** Page excerpt **
Some frequently asked questions and tips on our most popular products.
Sealants, Adhesives, Gaskets
PROseal and FIBERseal are premium-grade duct sealants capable of sealing ductwork up to 15″ w.g.
FIBERseal contains fiber, PROseal does not.
EVERseal and EZ-seal are economy-grade duct sealants, capable of sealing ductwork up to 10″ w.g.
EZ-seal contains fiber, EVERseal does not.
Because TDC/TDF connections are single thickness, they tend to deflect more than Ductmate connections when compressing the gasket to make the connection. Sticky Tape is made from a softer compound to allow for this difference.
Ductmate’s 440 Butyl Gasket is firmer material specifically engineered to be used with our Ductmate Flange Connection System. It can also be used with other slide on connection systems.
PROseal, FIBERseal, EZ-seal, EVERseal and SOLVseal can all be used outdoors. They must be kept dry until completely cured. If rain or snow is suspected after applying any of the sealants, you will need to cover the duct until the sealant has fully cured.
Yes, PROseal, FIBERseal, EZ-seal, EVERseal and SOLVseal can be painted using a water-based or epoxy-based paint. The sealant must be fully cured before painting. Spot test first to make sure results are acceptable. (Sometimes paint will crack or “fish eye”, which only effects the appearance and not the performance of the sealant).
The joint can be sealed from the inside or the outside of the duct. If the ductwork is exposed, it may be more aesthetically pleasing to seal from the inside.
Ductmate water based sealants, adhesives and coatings meet the LEED requirements for Low-Emitting Materials for Indoor Environmental Quality, Credit 4.1, often abbreviated to LEED EQ 4.1.
The following are general guidelines; please consult your local regulations regarding disposal. The best way to dispose of these products is to use it all on the duct. The less product in the bucket, the easier it is to dispose. If the product has cured (dried) in the bucket it can be disposed of with regular trash. This applies to water and solvent based products. If dealing with large amounts of material, you can pour it over shredded paper or cardboard to accelerate the curing time and once cured it can generally be disposed of with regular trash. Since local laws and regulations can vary greatly, we recommend that you consult your local code office or trash hauler to determine what is allowable.
PROseal Spray can be applied using most commercial-grade paint sprayers. Graco’s 390 Airless Electric Sprayer is an entry level model perfectly suited for PROseal Spray. Whichever spray system you choose, make sure the pump is capable of supporting a minimum .021” tip size. Always follow spray equipment manufacturer’s instructions when using spray equipment.

** Direction A **
In the duct sealant FAQ, what minimum tip size must a sprayer pump support to be used with PROseal Spray?
** Direction B **
Continue the duct sealant FAQ above, picking up after its final sentence.
The lines that come next aren't needed.

A block of data
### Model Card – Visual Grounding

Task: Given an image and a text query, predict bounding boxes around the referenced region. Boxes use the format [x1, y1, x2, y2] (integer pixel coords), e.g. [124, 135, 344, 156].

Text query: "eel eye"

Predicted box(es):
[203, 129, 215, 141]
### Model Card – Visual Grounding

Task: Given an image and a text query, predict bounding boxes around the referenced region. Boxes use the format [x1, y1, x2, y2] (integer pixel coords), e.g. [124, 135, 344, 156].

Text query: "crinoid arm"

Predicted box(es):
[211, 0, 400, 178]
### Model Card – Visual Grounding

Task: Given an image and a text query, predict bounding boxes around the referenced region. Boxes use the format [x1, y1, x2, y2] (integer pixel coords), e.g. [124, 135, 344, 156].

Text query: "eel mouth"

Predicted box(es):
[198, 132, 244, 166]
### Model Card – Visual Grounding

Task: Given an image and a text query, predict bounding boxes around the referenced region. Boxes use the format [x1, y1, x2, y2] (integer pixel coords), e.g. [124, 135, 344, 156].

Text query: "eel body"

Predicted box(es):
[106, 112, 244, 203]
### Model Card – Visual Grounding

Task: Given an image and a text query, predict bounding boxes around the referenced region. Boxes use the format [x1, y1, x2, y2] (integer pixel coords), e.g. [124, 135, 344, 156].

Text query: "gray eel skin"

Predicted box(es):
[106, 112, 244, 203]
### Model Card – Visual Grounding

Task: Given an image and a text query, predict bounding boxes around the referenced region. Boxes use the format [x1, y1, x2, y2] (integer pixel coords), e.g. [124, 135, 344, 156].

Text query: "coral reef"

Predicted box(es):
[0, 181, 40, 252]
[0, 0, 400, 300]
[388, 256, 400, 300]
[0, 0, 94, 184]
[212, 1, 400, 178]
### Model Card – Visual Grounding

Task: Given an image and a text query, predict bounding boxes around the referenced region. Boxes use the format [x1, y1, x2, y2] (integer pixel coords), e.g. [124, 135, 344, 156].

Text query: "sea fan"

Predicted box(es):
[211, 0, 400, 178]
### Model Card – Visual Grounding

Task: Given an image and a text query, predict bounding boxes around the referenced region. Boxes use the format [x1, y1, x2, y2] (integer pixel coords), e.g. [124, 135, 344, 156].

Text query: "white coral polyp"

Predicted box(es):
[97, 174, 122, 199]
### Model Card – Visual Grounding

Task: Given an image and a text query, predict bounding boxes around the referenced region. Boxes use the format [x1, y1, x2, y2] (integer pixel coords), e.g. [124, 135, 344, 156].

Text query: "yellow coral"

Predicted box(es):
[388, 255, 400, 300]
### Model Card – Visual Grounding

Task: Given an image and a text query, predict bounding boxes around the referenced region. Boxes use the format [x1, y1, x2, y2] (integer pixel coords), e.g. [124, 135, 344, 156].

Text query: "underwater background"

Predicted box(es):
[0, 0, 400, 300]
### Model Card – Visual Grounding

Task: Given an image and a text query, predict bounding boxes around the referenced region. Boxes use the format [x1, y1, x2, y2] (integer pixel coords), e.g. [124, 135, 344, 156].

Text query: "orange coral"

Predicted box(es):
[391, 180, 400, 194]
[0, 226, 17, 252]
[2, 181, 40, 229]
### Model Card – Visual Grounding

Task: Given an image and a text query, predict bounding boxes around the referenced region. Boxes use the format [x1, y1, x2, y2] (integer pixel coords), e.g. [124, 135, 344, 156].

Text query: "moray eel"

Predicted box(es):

** Final result A **
A minimum .021” tip size.

** Final result B **
For best results, use a Spray Tip with 2”- 4” fan pattern and minimum .021”-diameter orifice. Fan patterns are indicated by doubling the first digit of the Spray Tip model number. For instance, a 121 tip provides a 2” pattern and a 221 tip provides a 4” pattern. The last two digits of the model number indicate orifice diameter in thousands of an inch, i.e., .021”.
- Sandwich Access Doors (Insulated, Un-insulated, Clean-out, Circular, and Observation): 20” positive w.g. and 10” negative w.g.
- High Temp Sandwich Doors: F1 & F2: 14” positive w.g. and 10” negative w.g.
- Framed Access Doors (low pressure): 3” positive w.g. and 3” negative w.g.
- Framed Access Doors (high pressure): 10” positive w.g. and 3”negative w.g.
Sandwich (insulated/uninsulated) Doors and Square Framed Doors:
Yes, the doors can be used outdoors under normal weather conditions. As long as the doors are not susceptible to sitting submerged in water there should not be a problem. However, an eave or deflector plate should be installed above the door as a preventable measure, as continuous or sheeting rain could permeate the gasket. Both the door and the ductwork will be exposed to the same weather conditions, so if the duct rusts, so will the door.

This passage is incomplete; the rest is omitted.